Instruction: How many lines in the material below contain the string "breakwater"? Give only the number.

------------------------------------------------------------------------

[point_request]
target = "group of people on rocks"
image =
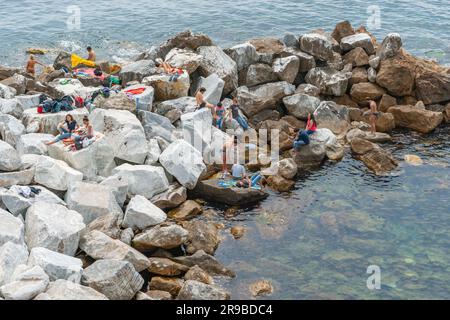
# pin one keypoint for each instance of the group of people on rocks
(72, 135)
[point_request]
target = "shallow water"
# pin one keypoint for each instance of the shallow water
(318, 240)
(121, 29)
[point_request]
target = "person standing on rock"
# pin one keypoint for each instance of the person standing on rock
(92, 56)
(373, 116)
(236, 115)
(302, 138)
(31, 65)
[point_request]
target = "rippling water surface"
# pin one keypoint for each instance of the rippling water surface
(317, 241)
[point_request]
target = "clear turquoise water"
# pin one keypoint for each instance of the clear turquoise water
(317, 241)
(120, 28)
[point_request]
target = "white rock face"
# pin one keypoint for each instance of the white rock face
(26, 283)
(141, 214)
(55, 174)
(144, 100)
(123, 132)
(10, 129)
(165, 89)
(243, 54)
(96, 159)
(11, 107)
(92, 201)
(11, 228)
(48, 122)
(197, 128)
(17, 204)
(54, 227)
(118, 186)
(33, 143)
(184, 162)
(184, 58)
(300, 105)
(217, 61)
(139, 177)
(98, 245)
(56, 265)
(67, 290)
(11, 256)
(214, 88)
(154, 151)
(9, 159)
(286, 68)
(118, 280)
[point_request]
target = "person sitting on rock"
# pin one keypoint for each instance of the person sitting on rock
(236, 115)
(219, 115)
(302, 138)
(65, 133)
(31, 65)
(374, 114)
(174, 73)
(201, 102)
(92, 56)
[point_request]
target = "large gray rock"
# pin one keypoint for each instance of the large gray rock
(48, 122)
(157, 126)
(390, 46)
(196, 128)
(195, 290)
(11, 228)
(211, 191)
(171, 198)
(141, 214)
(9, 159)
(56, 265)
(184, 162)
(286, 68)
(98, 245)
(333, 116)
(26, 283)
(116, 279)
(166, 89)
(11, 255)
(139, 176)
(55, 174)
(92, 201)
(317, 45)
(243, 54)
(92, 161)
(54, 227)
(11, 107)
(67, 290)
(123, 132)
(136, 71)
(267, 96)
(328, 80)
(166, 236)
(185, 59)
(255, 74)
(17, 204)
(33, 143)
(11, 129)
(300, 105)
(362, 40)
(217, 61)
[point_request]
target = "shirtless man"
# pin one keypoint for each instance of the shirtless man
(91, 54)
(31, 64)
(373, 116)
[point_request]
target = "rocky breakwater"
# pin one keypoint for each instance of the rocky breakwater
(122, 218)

------------------------------------------------------------------------

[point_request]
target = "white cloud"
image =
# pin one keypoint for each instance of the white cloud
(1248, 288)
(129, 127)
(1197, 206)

------------------------------------------------------------------------

Exercise result: 2